D'après l'extrait ci-dessous consacré au Dr Mukwege, quelle est sa province natale ?

----- Extrait de page

Loin de ce terrain judiciaire, où il ne lui manque pas d’arguments, le gynécologue des banlieues de Bukavu devrait aussi être utile de par sa crédibilité et son honnêteté légendaires dans l’organisation d’un processus électoral crédible et réellement indépendant.
Si l’on tient compte de trois précédents cycles électoraux qu’a connus la RDC, depuis l’avènement de la 3ème république, il n’est de secret pour personne qu’il a manqué à la République une personne au profil unique pour conduire la commission électorale nationale indépendante.
Aujourd’hui, comme l’initiateur de l’Hôpital de Panzi et de la Fondation Panzi jouit désormais de la confiance des dirigeants [ce qui n’avait jamais été le cas avec le régime de Joseph Kabila], serait-il ingénieux pour le Président de la République de s’impliquer pour en faire le successeur de Corneille Naanga ? La complexité de la démarche pour accéder à cette responsabilité, dont dépend le destin de la démocratie du pays, ne saurait en tout cas obstruer le passage à Dr Mukwege ; car, en plus de son traditionnel métier de Médecin, il est un enseignant d’Universités, un pasteur au sein d’une église pentecôtiste de Bukavu et un des membres influents de la Société Civile au Sud-Kivu, sa province natale.

----------
----- Données fournies

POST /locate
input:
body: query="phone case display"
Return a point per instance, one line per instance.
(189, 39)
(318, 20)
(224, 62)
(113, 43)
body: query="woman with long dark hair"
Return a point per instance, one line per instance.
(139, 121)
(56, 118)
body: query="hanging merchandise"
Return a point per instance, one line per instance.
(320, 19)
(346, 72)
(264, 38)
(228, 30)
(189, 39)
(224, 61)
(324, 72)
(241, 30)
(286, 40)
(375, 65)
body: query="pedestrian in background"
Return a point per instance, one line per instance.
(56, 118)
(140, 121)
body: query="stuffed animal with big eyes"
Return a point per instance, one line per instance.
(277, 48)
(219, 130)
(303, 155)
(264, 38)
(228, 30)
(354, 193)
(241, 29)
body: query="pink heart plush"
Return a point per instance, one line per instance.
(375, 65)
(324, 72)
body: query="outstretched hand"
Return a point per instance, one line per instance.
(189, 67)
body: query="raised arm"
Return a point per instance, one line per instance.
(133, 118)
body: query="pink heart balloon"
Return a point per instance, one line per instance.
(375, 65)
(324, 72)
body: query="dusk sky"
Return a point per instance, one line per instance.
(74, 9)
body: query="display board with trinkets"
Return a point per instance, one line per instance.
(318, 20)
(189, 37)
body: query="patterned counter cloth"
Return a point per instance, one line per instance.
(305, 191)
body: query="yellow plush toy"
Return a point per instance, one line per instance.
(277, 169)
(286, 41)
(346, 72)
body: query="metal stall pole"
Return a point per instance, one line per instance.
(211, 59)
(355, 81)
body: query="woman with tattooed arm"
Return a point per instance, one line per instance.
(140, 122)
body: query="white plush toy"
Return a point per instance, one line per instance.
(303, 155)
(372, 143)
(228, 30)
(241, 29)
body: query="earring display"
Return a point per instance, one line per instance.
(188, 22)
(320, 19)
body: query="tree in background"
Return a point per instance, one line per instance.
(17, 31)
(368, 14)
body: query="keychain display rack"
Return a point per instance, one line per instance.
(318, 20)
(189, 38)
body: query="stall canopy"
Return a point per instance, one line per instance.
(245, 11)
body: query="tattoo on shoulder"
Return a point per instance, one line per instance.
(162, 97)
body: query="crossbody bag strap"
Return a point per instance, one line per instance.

----------

Résultat attendu:
Le Sud-Kivu.